:: Lavoro da svolgere ::
a - Indica se ciascuna affermazione concorda con il testo su Stanza singola, rispondendo sì o no e citando le parole del testo che lo stabiliscono. (i) L'intervista con Franco 126 si è svolta di persona. (ii) Nell'album il cantato di Franco è privo di autotune. (iii) Nella copertina Franco è immerso in un colore blu freddo.
b - Rispondi in breve a ciascuna domanda basandoti sul testo su Stanza singola.
(i) Che cosa voleva acchittare subito l'autore col Califfo?
(ii) Di quale formazione Franco era la metà nel progetto che lo ha portato alla ribalta?
(iii) Che tipo di solitudine raggiunge la copertina dell'album?
c - Prolunga il testo su Stanza singola, proseguendo dopo la sua ultima frase.

:: Estratto fornito ::
--------------------------------------------------

Avevo intenzione di acchittare subito un 7 e mezzo col Califfo per rompere il ghiaccio, ma poi non ce n’è stata la possibilità perché la chiacchierata con Franco 126 si è fatta per telefono. Allora occorreva qualcos’altro per iniziare limpidamente l’intervista.

Mi sono chiesto da dove partire, da quale spunto iniziare a indagare insieme a lui il primo lavoro solista di un ragazzo del 1992, uscito da quasi due anni alla ribalta nel panorama musicale nazionale grazie ad un progetto in cui è stato la metà di un duo.

Nel soffermarsi sul suo album Stanza singola, risulta attraente e impossibile da evitare un tuffo dentro le trame delle canzoni, delle ambientazioni anni ’70, della poetica sublimata di Franco. Non si può evitare di soffermarsi sul suo cantato nettamente migliorato, depurato dell’autotune, più limpido e identificabile. Insomma, non si devono chiudere gli occhi davanti alle cose più significative dell’album, come giusto che sia.

La copertina di “Stanza singola”

Ma se non si chiudessero nemmeno davanti a roba più superficiale, se non stupida? come giudicare un album dalla sua copertina? Quando penso a un decennio come gli anni ’70, mi viene in mente proprio il colore in cui è immerso Franco nella copertina di Stanza singola: quel marrone-arancio caldo e cupo, pieno di fumo; tabacco e cuoio, odore forte, intenso. Lo scopo che Franco ha perseguito per tutto il disco, lo raggiunge anche solo a livello grafico sulla copertina: una solitudine anni ’70.

--------------------------------------------------

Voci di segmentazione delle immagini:
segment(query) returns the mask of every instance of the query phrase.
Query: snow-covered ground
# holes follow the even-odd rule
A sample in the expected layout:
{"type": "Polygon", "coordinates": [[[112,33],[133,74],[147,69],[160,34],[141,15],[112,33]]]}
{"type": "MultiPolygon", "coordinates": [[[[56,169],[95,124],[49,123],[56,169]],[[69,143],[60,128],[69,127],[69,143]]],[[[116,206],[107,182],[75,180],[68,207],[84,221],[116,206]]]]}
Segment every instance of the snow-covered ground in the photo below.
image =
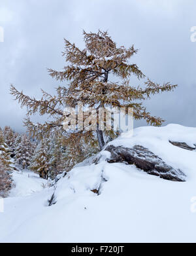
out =
{"type": "MultiPolygon", "coordinates": [[[[196,128],[142,127],[110,143],[141,145],[186,174],[186,182],[148,175],[122,163],[79,164],[55,187],[35,174],[14,173],[16,187],[0,213],[1,242],[195,242],[196,128]],[[99,196],[91,192],[103,183],[99,196]],[[48,200],[55,191],[55,204],[48,200]],[[195,196],[195,198],[194,198],[195,196]]],[[[103,152],[103,155],[108,153],[103,152]]]]}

--------------------------------------------------

:: Soluzioni ::
a -
(i) No: "la chiacchierata con Franco 126 si è fatta per telefono".
(ii) Sì: "depurato dell’autotune".
(iii) No: "quel marrone-arancio caldo e cupo, pieno di fumo".

b -
(i) Un 7 e mezzo.
(ii) Di un duo.
(iii) Una solitudine anni ’70.

c -
Il tuo nuovo disco si chiama Stanza singola, è il primo progetto da solista, dopo che siamo stati abituati a fidelizzare col tuo nome collegato a quello di Carl Brave da un segno “x”. Anche solo dalla copertina, oltre che dal titolo, sembra che vuoi enfatizzare questa dinamica di “isolamento”.

Si tratta del cuore del progetto, e delle intenzioni che ha alla base: questo è, oltre che il mio esordio da solista, il mio disco da cantautore, e questo dettaglio qui, per emergere al meglio, aveva bisogno di essere evidenziato da solo.

Motivo per cui è anche un disco senza collaborazioni a parte una?

Sì, il fatto dell’assenza di collaborazioni è una scelta fatta proprio per seguire questa linea. In sostanza, in Stanza singola non ci sono featuring perché in questo contesto non servivano. Non ci sono i nomi dei miei amici della Love Gang perché le canzoni sono incentrate verso altre intenzioni. D’altronde, anche questo è il bello di essere una crew e non un gruppo: noi siamo liberi di lavorare come preferiamo, quando facciamo una collaborazione è perché vogliamo farla, punto. Non ci sono obblighi, e nemmeno attriti, incomprensioni e litigi che spesso colpiscono i gruppi. Da noi per questo genere di cose non c’è spazio. Però ti dico che a breve uscirà per esempio il disco di Drone in cui collaboreremo tutti. Io collaborerò sempre con la 126. Il nostro è un progetto d’insieme che non finirà.

E invece cosa ne è stato dell’eccezione fatta per Tommaso Paradiso?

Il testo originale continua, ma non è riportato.